* _RECORDS FOR THE TASK_:
────────────────────────────────────────

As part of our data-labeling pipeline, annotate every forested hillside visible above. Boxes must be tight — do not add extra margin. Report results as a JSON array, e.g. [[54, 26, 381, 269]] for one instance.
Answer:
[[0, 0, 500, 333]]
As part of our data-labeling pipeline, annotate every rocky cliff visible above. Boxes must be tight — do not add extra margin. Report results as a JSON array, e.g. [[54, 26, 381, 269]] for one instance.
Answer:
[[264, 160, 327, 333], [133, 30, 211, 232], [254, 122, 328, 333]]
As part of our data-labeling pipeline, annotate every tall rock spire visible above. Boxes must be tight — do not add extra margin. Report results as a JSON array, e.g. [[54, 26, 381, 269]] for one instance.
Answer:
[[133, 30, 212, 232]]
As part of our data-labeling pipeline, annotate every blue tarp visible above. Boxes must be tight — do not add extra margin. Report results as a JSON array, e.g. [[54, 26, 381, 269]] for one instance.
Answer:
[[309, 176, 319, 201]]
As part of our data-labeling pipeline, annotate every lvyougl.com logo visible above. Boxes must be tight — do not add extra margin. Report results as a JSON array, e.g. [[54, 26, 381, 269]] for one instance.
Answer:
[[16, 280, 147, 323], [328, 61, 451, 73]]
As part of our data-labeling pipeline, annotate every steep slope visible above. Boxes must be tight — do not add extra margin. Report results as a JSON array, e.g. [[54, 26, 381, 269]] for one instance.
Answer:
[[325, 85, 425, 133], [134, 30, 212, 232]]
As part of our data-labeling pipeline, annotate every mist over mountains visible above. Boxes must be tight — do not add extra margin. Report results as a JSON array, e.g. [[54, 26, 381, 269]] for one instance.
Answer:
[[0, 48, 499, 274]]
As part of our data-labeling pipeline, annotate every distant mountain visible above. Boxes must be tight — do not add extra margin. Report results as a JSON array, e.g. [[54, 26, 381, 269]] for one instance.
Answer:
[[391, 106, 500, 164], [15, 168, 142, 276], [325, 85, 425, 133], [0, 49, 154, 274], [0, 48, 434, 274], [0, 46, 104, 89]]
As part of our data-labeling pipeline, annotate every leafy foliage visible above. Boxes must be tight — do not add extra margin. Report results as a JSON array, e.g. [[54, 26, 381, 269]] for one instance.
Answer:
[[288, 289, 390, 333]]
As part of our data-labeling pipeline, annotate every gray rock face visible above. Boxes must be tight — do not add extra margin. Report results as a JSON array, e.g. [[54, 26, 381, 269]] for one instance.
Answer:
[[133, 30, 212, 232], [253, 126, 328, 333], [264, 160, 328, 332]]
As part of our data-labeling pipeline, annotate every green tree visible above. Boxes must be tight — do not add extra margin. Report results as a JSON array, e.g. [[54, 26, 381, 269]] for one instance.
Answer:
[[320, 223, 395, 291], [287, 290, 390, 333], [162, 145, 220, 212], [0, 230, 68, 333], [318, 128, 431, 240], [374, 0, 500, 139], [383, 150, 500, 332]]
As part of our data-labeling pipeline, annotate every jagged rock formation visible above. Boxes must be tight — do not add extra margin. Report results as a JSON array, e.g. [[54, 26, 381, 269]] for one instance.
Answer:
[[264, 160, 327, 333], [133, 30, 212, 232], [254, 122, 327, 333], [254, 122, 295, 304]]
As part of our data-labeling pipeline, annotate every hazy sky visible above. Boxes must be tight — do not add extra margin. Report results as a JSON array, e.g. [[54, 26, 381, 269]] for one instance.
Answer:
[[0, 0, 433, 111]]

────────────────────────────────────────

* _DIRECTIONS FOR THIS TASK_: Write out all of the records above word for word.

* _RESULT OF THIS EXERCISE_:
As part of our data-labeling pipeline, annotate every forested hillside visible above. Boxes must be tight — do not add extra margin. Report results as a JSON array, e.g. [[54, 26, 381, 269]] for one instance.
Answer:
[[0, 0, 500, 333]]
As part of our data-labeling pipeline, annotate every rocky cliff visible above. Boxes must be tight — do not add extra margin. Report results as a JSON array, e.g. [[54, 26, 381, 269]] for one instance.
Answer:
[[264, 160, 327, 333], [133, 30, 211, 232], [254, 122, 328, 333]]
As part of our data-labeling pipeline, annotate every tall rock spire visible above. Boxes must be tight — do not add extra margin. Report results as a JSON array, e.g. [[54, 26, 381, 269]] for one instance.
Answer:
[[133, 30, 212, 232]]
As part of our data-labeling pipeline, annotate every blue tarp visible above. Boxes must be tight — do not add extra margin. Report results as a JSON array, e.g. [[54, 26, 381, 269]] for one instance.
Answer:
[[309, 176, 319, 201]]
As part of our data-labeling pipeline, annotate every lvyougl.com logo visible above. Boxes must be tight — do not add extra margin. Report results as a JSON array, e.g. [[54, 26, 381, 269]] for one instance.
Answer:
[[16, 280, 147, 323], [328, 61, 451, 73]]
As part of our data-labeling pipeline, annotate every steep slope visible above. Boxes must be tight — do not add extra margin. Report results as a JSON array, e.g. [[54, 26, 381, 269]] for one instance.
Answer:
[[325, 85, 425, 133], [134, 30, 212, 232]]
As part of our data-labeling pipeline, annotate every mist over mountains visible above. Boxes must be tight — do not add extra margin. Report results as a JSON array, e.g. [[54, 26, 381, 269]] for one instance.
Answer:
[[0, 48, 499, 274]]
As part of our data-labeling pipeline, annotate every distant mountain visible above. Boxes must be tight — do not add extra margin. Report results as a JSON array, e.g. [[54, 26, 381, 269]] for one instance.
Answer:
[[391, 106, 500, 164], [15, 168, 142, 276], [325, 85, 425, 133], [0, 49, 154, 274], [0, 48, 434, 274], [0, 46, 104, 89]]
As part of our data-labeling pipeline, annotate every leafy foliage visible above. Boxes must be tight — do not add extra margin. Report results as a JSON array, e.g. [[54, 26, 381, 269]] for one instance.
Answer:
[[288, 289, 390, 333]]
As part of our data-labeling pipeline, annotate every gray rock face visible above. Boxes must be tight — do not add extra margin. Report results as a JSON array, e.g. [[54, 26, 381, 269]] for one instance.
Answer:
[[133, 30, 212, 232], [253, 126, 328, 333], [264, 160, 328, 332]]
As part of our data-labeling pipeline, annotate every green tree visible above. Boxes must be tight — do not add extra margin. Report results as a JSON array, e.g. [[54, 26, 381, 269]] for one instance.
Answer:
[[320, 223, 395, 291], [287, 290, 390, 333], [162, 145, 220, 212], [0, 230, 68, 333], [318, 128, 431, 240], [374, 0, 500, 139], [383, 150, 500, 332]]
As part of our data-labeling pipeline, annotate every jagged rock formation visible above. Boxes must be tight — do not add extra margin. Report results as a JSON array, e.g. [[54, 26, 381, 269]] for one instance.
Answer:
[[264, 160, 327, 333], [133, 30, 212, 232], [254, 122, 327, 333], [254, 122, 295, 304]]
As part of our data-labeling pipeline, annotate every hazy sky visible above. Boxes must be tight — do not add extra margin. Report results as a JSON array, e.g. [[54, 26, 381, 269]] for one instance.
Answer:
[[0, 0, 433, 111]]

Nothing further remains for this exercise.